PROBLEM TO SOLVE: Which lines in the rows contain the word "black"? Copy each of them, matching case.

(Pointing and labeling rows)
************

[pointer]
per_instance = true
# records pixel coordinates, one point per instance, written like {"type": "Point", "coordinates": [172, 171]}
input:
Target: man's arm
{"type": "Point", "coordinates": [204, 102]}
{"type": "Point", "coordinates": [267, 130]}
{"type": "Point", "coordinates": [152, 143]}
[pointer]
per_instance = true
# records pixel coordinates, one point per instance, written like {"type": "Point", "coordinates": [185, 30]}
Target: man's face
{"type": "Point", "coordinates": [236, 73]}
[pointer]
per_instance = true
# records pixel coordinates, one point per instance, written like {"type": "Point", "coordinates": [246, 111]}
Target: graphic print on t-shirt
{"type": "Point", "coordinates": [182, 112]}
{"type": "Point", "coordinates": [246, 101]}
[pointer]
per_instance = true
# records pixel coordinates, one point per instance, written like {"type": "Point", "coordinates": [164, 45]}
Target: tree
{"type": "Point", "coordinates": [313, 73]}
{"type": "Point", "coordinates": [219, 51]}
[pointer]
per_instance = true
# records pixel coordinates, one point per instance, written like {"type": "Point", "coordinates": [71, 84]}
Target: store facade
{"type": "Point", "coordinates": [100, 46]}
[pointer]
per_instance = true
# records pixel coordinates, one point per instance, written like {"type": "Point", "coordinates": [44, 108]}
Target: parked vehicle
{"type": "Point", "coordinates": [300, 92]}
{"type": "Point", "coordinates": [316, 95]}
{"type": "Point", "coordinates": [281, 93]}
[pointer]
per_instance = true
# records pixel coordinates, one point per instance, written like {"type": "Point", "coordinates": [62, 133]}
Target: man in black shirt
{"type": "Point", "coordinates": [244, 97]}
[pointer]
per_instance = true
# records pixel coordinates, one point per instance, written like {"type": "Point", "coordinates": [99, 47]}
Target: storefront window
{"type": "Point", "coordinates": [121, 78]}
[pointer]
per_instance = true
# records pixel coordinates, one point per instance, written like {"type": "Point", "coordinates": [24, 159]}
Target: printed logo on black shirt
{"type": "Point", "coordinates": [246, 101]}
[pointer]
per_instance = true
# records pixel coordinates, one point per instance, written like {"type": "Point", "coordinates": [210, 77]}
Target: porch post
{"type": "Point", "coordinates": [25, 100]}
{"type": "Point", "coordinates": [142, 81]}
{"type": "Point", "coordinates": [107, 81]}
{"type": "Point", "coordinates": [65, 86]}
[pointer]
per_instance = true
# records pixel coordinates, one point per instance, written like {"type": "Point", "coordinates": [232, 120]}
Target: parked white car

************

OUTPUT BELOW:
Target: man in black shirt
Target: printed logo on black shirt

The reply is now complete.